Wherever a line of the records contains "beige", copy that line.
====
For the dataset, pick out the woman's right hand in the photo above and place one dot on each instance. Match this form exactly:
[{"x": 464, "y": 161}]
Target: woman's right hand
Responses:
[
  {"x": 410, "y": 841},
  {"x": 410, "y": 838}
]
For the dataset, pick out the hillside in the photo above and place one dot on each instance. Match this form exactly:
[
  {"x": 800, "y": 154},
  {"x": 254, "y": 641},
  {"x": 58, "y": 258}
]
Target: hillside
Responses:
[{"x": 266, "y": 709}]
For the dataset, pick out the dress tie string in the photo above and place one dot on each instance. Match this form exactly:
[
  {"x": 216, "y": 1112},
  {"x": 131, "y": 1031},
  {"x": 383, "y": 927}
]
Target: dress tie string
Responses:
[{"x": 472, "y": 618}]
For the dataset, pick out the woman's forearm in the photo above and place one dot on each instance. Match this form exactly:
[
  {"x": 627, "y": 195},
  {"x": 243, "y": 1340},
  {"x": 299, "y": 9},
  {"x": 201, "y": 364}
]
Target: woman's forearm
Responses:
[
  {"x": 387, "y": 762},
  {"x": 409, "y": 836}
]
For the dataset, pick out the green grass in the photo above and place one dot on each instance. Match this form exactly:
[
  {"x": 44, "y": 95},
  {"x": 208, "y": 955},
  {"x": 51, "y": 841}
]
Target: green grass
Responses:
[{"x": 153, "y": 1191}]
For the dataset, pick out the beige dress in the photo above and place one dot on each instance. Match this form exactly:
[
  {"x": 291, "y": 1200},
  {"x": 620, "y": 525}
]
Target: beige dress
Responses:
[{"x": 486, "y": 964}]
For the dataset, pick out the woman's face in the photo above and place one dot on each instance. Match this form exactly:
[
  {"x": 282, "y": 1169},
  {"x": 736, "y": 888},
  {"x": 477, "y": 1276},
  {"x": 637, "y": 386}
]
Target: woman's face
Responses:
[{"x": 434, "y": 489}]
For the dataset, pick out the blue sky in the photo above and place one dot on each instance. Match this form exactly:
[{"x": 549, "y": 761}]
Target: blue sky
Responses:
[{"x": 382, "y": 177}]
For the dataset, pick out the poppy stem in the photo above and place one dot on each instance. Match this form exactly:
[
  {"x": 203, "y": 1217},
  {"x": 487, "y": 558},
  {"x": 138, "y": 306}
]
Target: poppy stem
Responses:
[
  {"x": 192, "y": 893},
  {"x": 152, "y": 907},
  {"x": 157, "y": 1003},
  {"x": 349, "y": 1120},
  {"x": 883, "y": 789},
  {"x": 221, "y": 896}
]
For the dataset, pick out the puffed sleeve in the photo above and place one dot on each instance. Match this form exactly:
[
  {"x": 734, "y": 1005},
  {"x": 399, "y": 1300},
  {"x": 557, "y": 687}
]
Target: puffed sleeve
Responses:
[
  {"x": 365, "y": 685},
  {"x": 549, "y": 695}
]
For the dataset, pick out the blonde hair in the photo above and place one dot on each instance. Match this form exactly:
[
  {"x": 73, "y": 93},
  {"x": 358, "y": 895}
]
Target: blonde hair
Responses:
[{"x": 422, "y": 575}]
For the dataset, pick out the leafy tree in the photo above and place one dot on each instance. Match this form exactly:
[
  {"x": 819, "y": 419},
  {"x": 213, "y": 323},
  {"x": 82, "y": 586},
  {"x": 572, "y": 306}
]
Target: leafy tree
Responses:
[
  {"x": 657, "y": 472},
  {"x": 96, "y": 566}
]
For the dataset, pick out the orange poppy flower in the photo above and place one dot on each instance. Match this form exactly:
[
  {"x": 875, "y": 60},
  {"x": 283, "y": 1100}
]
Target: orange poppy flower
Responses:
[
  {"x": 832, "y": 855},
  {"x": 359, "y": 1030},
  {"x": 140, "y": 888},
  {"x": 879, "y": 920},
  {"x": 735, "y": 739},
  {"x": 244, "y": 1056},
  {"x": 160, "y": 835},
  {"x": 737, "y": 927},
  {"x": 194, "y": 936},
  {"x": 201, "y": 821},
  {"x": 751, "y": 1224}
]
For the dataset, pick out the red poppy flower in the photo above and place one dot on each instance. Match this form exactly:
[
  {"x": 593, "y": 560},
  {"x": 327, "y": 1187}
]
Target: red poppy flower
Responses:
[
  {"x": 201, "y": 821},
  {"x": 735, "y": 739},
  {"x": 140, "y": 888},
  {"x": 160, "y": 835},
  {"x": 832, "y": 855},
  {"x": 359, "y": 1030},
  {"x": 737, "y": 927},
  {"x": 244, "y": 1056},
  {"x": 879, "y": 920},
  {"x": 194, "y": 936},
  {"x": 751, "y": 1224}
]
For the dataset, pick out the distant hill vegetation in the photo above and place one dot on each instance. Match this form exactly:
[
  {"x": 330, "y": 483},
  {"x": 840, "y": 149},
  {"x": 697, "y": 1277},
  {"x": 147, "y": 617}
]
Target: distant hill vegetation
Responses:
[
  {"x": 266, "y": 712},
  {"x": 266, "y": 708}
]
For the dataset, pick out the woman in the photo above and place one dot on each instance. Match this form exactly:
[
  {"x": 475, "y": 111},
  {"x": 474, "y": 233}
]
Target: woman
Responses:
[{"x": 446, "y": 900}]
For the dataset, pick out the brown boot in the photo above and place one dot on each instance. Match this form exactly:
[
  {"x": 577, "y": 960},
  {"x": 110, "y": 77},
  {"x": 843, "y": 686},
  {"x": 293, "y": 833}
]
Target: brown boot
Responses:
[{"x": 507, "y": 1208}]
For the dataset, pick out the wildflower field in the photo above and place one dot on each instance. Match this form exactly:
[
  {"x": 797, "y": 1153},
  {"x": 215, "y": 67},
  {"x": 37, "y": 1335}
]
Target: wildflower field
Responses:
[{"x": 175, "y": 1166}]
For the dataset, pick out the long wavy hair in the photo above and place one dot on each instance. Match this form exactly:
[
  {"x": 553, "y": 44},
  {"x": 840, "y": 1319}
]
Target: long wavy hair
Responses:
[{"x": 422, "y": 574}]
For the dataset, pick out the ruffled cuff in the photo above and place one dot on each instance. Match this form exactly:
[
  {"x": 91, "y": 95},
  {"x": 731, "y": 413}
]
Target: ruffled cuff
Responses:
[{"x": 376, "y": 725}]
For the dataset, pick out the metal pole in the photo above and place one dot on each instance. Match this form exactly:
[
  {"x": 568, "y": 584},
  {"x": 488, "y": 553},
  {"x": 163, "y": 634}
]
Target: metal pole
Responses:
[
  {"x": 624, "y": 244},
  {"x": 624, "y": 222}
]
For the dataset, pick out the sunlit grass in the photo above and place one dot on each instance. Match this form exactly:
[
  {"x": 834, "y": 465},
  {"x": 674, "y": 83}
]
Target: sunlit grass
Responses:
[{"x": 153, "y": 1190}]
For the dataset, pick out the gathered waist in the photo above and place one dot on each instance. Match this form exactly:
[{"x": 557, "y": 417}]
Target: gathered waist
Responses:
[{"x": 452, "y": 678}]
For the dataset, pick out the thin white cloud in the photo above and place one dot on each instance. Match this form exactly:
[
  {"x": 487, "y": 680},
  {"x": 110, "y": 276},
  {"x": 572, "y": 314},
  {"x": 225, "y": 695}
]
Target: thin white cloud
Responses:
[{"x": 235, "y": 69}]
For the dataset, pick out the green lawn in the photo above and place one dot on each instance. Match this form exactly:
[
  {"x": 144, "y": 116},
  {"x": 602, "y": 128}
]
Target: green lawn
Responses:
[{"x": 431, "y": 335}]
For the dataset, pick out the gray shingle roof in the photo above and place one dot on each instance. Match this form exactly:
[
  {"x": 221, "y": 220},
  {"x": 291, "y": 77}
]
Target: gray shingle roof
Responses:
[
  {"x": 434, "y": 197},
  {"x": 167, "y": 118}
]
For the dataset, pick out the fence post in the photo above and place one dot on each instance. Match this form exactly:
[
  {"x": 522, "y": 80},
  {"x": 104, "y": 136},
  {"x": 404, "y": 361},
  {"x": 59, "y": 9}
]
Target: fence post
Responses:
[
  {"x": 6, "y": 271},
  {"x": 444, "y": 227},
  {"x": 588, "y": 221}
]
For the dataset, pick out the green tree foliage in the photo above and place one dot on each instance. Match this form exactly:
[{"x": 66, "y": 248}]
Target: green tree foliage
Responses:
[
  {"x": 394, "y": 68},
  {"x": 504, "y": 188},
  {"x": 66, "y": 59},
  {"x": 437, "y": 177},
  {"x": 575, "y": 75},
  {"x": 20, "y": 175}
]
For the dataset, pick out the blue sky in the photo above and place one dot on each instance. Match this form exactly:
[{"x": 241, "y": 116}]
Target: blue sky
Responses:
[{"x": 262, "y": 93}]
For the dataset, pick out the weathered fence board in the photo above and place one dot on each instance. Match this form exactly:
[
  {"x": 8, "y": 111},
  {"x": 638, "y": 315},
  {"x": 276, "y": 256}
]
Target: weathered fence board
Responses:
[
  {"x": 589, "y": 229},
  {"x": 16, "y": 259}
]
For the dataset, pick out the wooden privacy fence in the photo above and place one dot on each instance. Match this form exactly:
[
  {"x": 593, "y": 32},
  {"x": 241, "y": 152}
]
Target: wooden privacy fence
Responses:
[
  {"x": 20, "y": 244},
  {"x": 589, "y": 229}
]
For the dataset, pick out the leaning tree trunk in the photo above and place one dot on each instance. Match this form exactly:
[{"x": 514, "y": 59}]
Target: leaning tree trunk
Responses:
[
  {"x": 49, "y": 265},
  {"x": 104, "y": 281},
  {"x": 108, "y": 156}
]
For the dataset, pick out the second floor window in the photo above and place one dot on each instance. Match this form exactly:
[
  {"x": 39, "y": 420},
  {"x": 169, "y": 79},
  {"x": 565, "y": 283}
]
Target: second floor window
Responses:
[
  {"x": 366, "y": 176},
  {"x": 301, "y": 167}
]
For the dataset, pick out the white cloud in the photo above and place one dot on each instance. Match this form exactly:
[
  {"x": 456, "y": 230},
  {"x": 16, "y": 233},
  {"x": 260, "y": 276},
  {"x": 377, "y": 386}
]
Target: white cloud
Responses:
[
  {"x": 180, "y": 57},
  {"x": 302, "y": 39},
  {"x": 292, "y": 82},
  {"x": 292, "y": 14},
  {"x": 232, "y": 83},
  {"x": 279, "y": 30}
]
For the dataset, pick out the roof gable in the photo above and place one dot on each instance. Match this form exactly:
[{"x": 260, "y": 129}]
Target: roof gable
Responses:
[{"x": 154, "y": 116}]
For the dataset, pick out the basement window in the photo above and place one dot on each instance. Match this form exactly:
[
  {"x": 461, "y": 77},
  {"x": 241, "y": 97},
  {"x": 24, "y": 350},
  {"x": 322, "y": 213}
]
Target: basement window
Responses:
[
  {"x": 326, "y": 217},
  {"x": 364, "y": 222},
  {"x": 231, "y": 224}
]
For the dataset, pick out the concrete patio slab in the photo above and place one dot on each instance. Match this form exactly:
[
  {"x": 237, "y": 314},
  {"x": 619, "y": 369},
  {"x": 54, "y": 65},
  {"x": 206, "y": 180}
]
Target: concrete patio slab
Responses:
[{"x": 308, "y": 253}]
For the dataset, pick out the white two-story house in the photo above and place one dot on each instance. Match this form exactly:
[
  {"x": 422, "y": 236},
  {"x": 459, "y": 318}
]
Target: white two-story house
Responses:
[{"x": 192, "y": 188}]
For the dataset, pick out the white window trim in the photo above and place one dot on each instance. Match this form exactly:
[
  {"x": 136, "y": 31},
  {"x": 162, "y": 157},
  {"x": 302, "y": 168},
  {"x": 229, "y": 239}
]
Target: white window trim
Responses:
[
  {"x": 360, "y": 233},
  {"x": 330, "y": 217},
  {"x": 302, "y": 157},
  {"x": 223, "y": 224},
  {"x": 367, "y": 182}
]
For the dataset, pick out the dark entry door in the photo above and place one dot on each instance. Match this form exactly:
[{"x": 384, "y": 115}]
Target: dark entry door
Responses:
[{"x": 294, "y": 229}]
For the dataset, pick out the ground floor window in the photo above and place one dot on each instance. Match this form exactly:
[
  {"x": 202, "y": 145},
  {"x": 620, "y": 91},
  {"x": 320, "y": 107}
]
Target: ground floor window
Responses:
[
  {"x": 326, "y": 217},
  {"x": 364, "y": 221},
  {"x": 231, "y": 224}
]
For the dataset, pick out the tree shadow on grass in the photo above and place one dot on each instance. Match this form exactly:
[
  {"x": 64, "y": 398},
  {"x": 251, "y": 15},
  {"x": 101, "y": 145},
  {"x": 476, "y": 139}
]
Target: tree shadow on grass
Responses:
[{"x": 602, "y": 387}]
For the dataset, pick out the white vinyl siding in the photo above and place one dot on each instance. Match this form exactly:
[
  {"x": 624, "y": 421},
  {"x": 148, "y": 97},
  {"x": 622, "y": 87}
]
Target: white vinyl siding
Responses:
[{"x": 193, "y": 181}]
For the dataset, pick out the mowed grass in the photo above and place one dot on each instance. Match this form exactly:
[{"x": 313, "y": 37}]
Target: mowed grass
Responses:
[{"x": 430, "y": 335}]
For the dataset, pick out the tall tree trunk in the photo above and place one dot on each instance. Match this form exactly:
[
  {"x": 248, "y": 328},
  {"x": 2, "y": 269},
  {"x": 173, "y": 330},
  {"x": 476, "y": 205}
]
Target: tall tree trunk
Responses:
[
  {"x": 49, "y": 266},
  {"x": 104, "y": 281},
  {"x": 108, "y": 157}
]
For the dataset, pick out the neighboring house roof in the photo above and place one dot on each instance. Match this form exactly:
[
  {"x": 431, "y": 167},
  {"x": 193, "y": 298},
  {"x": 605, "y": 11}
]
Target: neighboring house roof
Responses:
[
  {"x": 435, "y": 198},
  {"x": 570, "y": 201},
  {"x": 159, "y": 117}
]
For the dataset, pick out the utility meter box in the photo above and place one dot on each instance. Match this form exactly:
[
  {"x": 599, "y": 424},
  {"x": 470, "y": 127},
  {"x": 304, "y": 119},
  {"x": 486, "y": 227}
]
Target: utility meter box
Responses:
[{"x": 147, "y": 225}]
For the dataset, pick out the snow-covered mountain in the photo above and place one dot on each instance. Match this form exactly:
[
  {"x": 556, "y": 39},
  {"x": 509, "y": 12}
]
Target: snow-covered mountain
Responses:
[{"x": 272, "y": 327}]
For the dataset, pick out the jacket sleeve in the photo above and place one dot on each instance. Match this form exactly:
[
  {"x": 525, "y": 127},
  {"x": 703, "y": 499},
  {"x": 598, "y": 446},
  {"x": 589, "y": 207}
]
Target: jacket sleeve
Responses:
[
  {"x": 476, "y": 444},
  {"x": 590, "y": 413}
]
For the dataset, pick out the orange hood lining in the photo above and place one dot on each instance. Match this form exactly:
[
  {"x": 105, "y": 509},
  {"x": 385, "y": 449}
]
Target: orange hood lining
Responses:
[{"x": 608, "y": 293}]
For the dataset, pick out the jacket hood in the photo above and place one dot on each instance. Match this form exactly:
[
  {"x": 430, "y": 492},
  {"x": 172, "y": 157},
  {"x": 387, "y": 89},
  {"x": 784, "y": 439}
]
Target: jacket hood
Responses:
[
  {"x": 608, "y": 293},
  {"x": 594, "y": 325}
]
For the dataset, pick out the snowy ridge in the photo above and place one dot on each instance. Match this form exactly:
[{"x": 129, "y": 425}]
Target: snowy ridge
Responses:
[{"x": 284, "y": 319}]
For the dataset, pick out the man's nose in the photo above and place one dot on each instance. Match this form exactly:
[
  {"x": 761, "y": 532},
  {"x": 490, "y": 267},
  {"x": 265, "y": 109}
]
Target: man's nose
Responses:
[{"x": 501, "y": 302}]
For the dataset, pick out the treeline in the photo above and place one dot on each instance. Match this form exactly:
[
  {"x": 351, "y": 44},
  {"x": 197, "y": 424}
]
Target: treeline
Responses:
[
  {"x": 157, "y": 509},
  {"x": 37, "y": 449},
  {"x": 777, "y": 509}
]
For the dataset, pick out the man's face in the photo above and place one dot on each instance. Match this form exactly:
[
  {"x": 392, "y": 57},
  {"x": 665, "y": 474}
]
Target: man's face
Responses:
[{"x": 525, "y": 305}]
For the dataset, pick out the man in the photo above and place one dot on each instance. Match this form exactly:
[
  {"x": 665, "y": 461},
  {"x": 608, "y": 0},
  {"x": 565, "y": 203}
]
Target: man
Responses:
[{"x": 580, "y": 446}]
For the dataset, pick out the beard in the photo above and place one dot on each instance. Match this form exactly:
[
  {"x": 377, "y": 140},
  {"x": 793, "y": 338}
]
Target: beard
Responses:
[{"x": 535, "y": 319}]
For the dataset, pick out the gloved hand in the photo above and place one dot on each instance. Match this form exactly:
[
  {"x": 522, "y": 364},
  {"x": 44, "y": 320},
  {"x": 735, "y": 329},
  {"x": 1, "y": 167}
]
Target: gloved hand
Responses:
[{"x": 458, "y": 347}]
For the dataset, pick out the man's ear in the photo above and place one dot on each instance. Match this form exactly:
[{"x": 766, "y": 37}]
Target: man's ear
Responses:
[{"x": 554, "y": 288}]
====
> **Written answer**
For the dataset, pick out the beige dress in the photo above and place one dot on each instance. Match this form exactly:
Target: beige dress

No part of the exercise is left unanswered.